**Tâches à réaliser:**
- a) Reproduisez le passage du texte extrait qui commence par « La présidente suppléante » et se poursuit jusqu'à « réponse? C'est beau. ».
- b) D'après le texte extrait, répondez à ces questions :
(i) Dans le débat sur les ateliers d'exploitation, de quelle industrie Mme Ann Weston parle-t-elle ?
(ii) Qui a réduit le nombre d'inspecteurs qui vont dans les usines ?
(iii) Quel accord est présenté comme pouvant être une bonne chose pour l'économie du Canada ?

══ Texte extrait ══

La présidente suppléante (Mme Sheila Finestone): Ann, ensuite Betty, et ensuite M. Turp a une question à poser.

Stéphan, avez-vous eu votre réponse? C'est beau.

Mme Ann Weston: J'aimerais simplement dire que même les gouvernements en-dessous du fédéral peuvent en faire davantage pour que les répercussions sociales ne soient pas aussi négatives qu'elles semblent l'être dans certains cas. Je pense au débat autour des ateliers d'exploitation et de l'industrie du vêtement en Ontario et au Québec. La réduction du nombre d'inspecteurs qui vont dans les usines effectuée par les gouvernements provinciaux a posé de réels problèmes. Cela ne nous est pas imposé par l'OMC, mais nous le faisons de toute façon.

Il se peut que nous blâmions un peu trop les règlements internationaux pour des choses sur lesquelles nous avons en fait davantage de contrôle, qu'il s'agisse de faire respecter nos propres lois ou de concevoir des mesures de protection sociale appropriées. Si l'ALÉNA est une bonne chose pour l'économie du Canada, assurons-nous de mettre en place les politiques économiques ou fiscales qui permettront de compenser ceux qui sont lésés. Malheureusement, nous avons tendance à ne pas prendre cette peine et c'est pourquoi les gens résistent. Il y a davantage de possibilités de bien réussir dans cette économie mondiale plus libre, mais il faut un leadership, tant au niveau des entreprises qu'au niveau du gouvernement, que ce soit le fédéral ou les autres.

═══
══ Données fournies ══

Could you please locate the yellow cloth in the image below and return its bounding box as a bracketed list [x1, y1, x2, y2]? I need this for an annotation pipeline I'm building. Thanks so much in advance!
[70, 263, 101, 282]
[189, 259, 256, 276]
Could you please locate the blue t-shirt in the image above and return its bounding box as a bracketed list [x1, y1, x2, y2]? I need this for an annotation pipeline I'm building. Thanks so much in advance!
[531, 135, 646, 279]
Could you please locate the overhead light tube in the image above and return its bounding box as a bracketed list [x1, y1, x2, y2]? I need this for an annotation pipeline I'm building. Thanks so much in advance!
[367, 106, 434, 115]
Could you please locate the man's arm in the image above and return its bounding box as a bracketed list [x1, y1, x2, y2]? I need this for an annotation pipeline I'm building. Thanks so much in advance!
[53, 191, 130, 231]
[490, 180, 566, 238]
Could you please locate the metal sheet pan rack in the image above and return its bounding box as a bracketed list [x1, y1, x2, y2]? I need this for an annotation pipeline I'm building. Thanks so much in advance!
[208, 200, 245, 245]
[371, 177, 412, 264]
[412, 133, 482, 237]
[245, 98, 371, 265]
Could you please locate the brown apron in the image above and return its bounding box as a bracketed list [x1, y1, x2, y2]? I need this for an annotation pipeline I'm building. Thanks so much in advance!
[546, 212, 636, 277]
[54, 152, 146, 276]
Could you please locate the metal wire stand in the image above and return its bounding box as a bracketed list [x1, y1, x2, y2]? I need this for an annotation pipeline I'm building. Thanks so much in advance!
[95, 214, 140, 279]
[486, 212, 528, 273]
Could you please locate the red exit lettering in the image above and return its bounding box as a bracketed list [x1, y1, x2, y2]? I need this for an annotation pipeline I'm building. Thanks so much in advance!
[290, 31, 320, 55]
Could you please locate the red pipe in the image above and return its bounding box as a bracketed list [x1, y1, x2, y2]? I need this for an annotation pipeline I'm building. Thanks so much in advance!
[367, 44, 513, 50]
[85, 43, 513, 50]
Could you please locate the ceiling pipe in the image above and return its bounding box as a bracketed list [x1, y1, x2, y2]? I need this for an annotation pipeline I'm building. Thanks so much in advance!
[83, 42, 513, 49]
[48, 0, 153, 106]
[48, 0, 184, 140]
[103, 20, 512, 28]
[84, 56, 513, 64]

═══

**Réponses par tâche:**
- a)
La présidente suppléante (Mme Sheila Finestone): Ann, ensuite Betty, et ensuite M. Turp a une question à poser.

Stéphan, avez-vous eu votre réponse? C'est beau.

- b)
(i) L'industrie du vêtement, en Ontario et au Québec.
(ii) Les gouvernements provinciaux.
(iii) L'ALÉNA.